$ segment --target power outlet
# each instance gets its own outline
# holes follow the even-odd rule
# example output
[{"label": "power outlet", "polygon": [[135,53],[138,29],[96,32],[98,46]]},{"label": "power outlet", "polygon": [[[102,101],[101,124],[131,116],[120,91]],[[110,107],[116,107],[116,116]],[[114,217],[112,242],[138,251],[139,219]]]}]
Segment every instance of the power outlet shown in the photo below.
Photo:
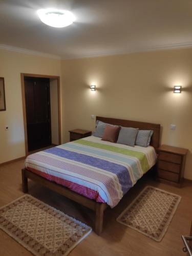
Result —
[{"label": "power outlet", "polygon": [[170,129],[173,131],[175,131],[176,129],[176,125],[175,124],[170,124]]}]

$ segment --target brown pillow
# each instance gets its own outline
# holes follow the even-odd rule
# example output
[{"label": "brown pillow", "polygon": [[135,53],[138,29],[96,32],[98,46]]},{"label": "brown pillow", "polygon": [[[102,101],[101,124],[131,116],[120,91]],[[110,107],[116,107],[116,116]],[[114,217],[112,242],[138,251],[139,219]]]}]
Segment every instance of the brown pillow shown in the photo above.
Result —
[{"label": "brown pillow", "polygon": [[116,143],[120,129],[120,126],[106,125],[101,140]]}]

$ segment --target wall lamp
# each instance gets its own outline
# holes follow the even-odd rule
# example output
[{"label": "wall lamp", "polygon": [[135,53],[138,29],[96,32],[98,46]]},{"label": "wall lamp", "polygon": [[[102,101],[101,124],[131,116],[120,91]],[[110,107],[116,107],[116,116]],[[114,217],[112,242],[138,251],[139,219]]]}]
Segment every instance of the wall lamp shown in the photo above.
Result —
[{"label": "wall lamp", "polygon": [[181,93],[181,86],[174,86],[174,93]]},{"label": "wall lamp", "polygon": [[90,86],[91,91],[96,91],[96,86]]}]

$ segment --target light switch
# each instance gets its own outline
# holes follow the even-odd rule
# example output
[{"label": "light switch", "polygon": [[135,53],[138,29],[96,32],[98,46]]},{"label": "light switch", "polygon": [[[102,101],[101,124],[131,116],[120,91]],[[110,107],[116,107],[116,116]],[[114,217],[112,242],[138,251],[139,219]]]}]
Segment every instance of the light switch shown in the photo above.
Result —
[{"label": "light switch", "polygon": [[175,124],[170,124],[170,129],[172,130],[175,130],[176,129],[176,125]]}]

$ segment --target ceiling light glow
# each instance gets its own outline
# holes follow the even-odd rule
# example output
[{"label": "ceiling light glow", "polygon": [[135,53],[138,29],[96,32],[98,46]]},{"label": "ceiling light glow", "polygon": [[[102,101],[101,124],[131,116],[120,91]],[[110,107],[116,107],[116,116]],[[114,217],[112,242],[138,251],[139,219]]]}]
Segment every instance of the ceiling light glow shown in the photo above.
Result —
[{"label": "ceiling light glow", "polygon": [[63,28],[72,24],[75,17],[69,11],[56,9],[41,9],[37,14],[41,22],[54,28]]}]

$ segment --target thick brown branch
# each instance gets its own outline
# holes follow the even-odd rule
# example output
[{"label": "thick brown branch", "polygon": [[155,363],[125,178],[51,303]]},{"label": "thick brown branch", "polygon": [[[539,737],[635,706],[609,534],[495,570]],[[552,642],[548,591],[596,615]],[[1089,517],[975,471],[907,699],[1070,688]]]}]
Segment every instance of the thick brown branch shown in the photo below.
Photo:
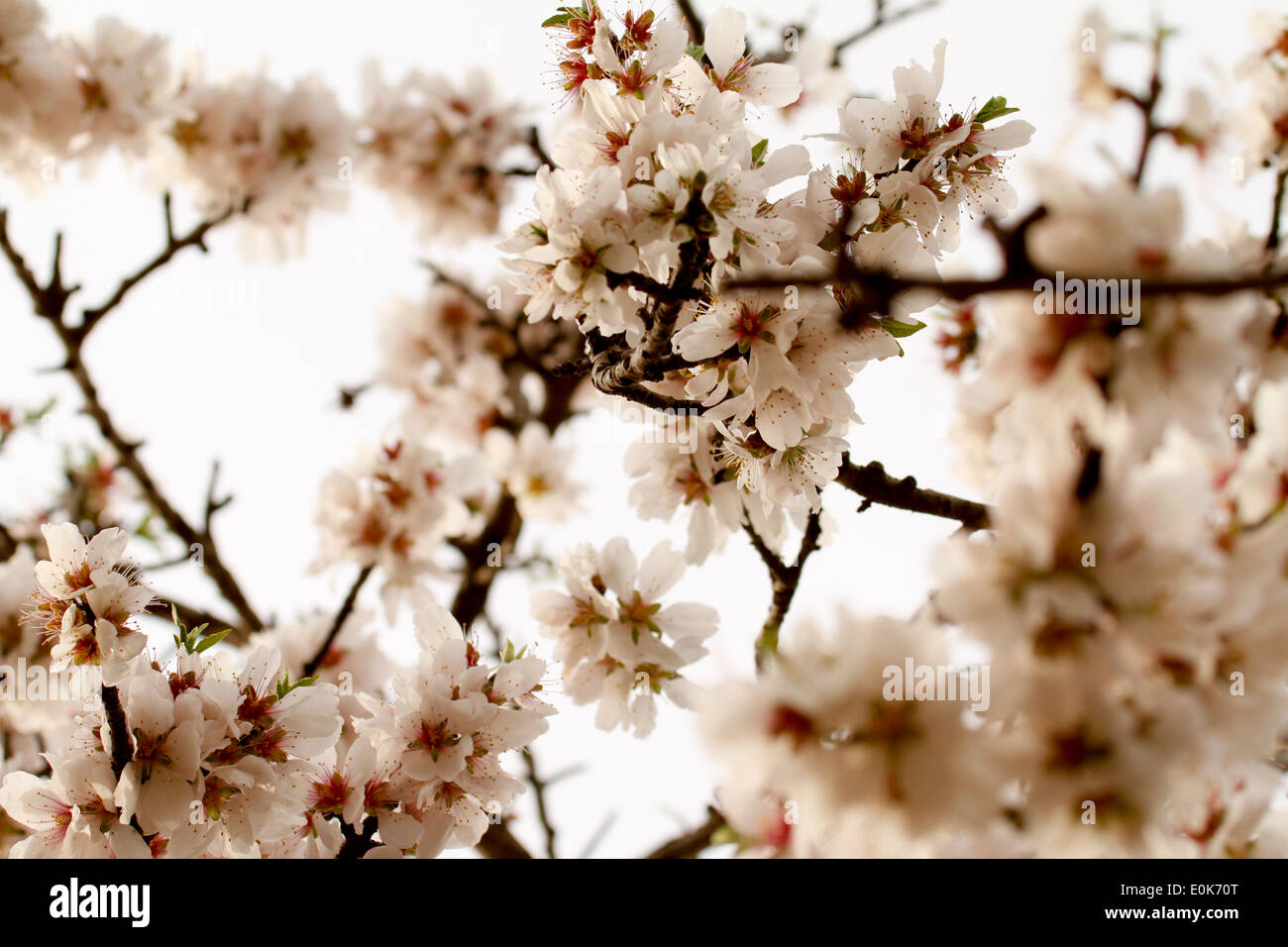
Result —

------------------------------

**Instructions for the task**
Write out all of the lines above again, swapping "Result" for "Output" everywhere it appears and leaving everything else unchanged. Leave the pictures out.

**Correct answer**
$ segment --target power outlet
# each instance gets its own outline
# holes follow the even-odd rule
# example output
[{"label": "power outlet", "polygon": [[135,53],[138,29],[96,32],[98,46]]},{"label": "power outlet", "polygon": [[[102,101],[101,124],[131,116],[120,91]],[[110,107],[116,107],[116,116]],[[114,217],[112,242],[138,251],[139,219]]]}]
Segment every instance of the power outlet shown in the photo below.
Photo:
Output —
[{"label": "power outlet", "polygon": [[170,129],[173,131],[175,131],[176,129],[176,125],[175,124],[170,124]]}]

$ segment --target brown pillow
# each instance gets its own outline
# holes follow the even-odd rule
# example output
[{"label": "brown pillow", "polygon": [[135,53],[138,29],[96,32],[98,46]]},{"label": "brown pillow", "polygon": [[[102,101],[101,124],[131,116],[120,91]],[[110,107],[116,107],[116,116]],[[114,217],[112,242],[138,251],[139,219]]]}]
Segment every instance of the brown pillow shown in the photo above.
Output —
[{"label": "brown pillow", "polygon": [[116,143],[120,129],[120,126],[106,125],[101,140]]}]

$ segment --target wall lamp
# each instance gets its own outline
# holes follow the even-odd rule
# example output
[{"label": "wall lamp", "polygon": [[135,53],[138,29],[96,32],[98,46]]},{"label": "wall lamp", "polygon": [[[102,101],[101,124],[131,116],[120,91]],[[110,107],[116,107],[116,116]],[[114,217],[112,242],[138,251],[139,219]]]}]
Segment every instance of the wall lamp shown in the photo above.
Output —
[{"label": "wall lamp", "polygon": [[181,93],[181,86],[174,86],[174,93]]},{"label": "wall lamp", "polygon": [[90,86],[91,91],[96,91],[96,86]]}]

$ segment --target light switch
# each instance gets its own outline
# holes follow the even-odd rule
# example output
[{"label": "light switch", "polygon": [[135,53],[138,29],[96,32],[98,46]]},{"label": "light switch", "polygon": [[[102,101],[101,124],[131,116],[120,91]],[[110,107],[116,107],[116,116]],[[114,217],[112,242],[138,251],[139,219]]]}]
Segment every instance of the light switch shown in the photo above.
Output —
[{"label": "light switch", "polygon": [[175,124],[170,124],[170,129],[172,130],[175,130],[176,129],[176,125]]}]

$ segment --target ceiling light glow
# each instance gets its own outline
# holes follow the even-odd rule
# example output
[{"label": "ceiling light glow", "polygon": [[135,53],[138,29],[96,32],[98,46]]},{"label": "ceiling light glow", "polygon": [[[102,101],[101,124],[131,116],[120,91]],[[110,107],[116,107],[116,116]],[[114,217],[112,242],[138,251],[139,219]]]}]
Segment every instance of the ceiling light glow shown in the photo above.
Output —
[{"label": "ceiling light glow", "polygon": [[63,28],[72,24],[75,17],[69,11],[56,9],[41,9],[37,14],[41,22],[54,28]]}]

$ segment --target thick brown branch
# each instance gets its own outline
# holes follow the even-odd rule
# example output
[{"label": "thick brown branch", "polygon": [[155,363],[125,178],[51,303]]},{"label": "thick brown branch", "polygon": [[[539,737],[635,706],[609,534],[495,570]],[[552,642],[548,591],[596,615]],[[1089,517],[975,471],[907,699],[1070,688]]]}]
Segment every instance of the thick brown branch shown in the photo below.
Photo:
Output —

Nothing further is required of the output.